=== Your objective ===
Copy all the items below, substituting "image" for "photo" wherever it occurs and changing nothing else. Leave the pictures out of your copy.

=== Dataset excerpts on object pointing ===
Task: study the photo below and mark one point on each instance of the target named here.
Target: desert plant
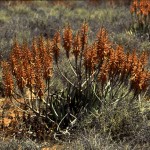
(99, 73)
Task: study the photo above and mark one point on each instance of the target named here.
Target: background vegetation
(124, 126)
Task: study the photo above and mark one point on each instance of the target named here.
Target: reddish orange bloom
(67, 40)
(76, 45)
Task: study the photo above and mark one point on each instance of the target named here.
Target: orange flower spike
(143, 58)
(90, 58)
(7, 78)
(49, 47)
(103, 44)
(67, 40)
(56, 46)
(34, 47)
(103, 76)
(76, 45)
(16, 49)
(84, 35)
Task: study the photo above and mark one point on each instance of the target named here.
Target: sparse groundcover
(75, 77)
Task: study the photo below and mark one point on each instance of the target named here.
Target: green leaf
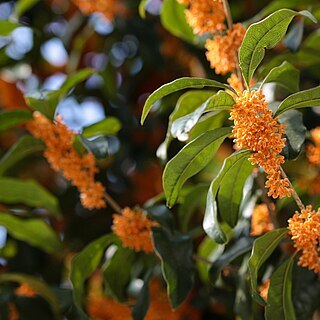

=== Answer for the task ===
Task: study the image below and mark one point on each instance of the target named here.
Target: desert plant
(99, 73)
Task: study the image above and mark one point on each instance of the target named here.
Target: background vegetation
(124, 126)
Task: study the image above and mark one point on each instance of the target named here.
Target: reddish orange bloom
(67, 40)
(76, 45)
Task: study the image above and mark one point on each instance of the target named here.
Target: orange flower spike
(143, 58)
(90, 58)
(7, 78)
(49, 47)
(103, 44)
(67, 40)
(56, 46)
(34, 47)
(103, 76)
(76, 45)
(16, 49)
(84, 35)
Task: study the image above and mark one point on each instance of the target named here.
Target: sparse groundcover
(75, 77)
Task: study the image below and mark one point on each instance of the target named here.
Target: green leaf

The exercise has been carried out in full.